[Stored records]
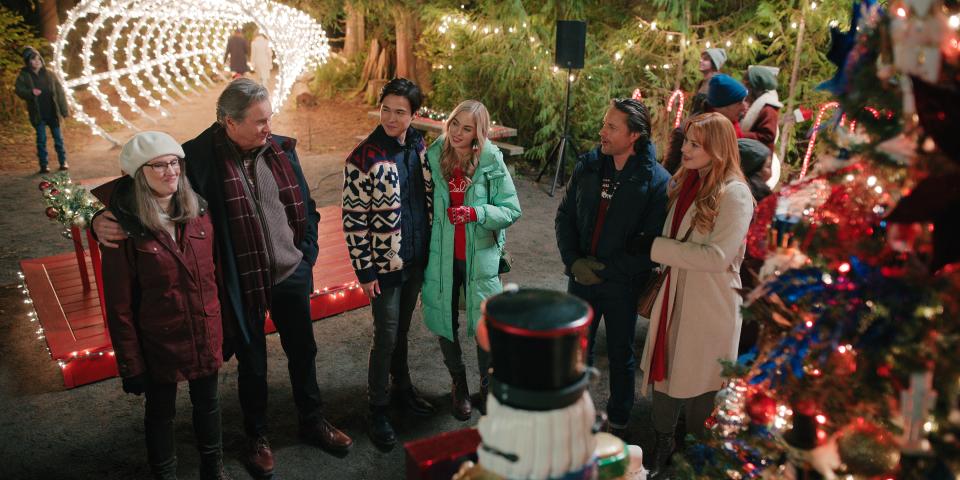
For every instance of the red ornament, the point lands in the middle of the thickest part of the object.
(710, 422)
(761, 408)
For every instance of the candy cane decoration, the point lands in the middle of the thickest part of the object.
(676, 94)
(813, 136)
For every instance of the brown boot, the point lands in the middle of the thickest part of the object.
(258, 458)
(460, 395)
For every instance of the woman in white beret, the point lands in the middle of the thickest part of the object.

### Exercise brief
Could you edit the material so that "thickest" becomes "widest" wherever it occurs, keeping everything else unchanged and leaving the pictures out of your answer?

### Exercise response
For every instance of the red ornament, the point lands in the middle of the widest part of the object.
(710, 422)
(761, 408)
For every instance of the candy cane decoration, the point lands in the middle of the widest part of the object.
(676, 94)
(813, 136)
For every instance of the brown boot, the point lands in the middle of the widest part of the object.
(258, 458)
(460, 395)
For every instance of the woman in white beret, the point lands in the middle of the widest part of the object.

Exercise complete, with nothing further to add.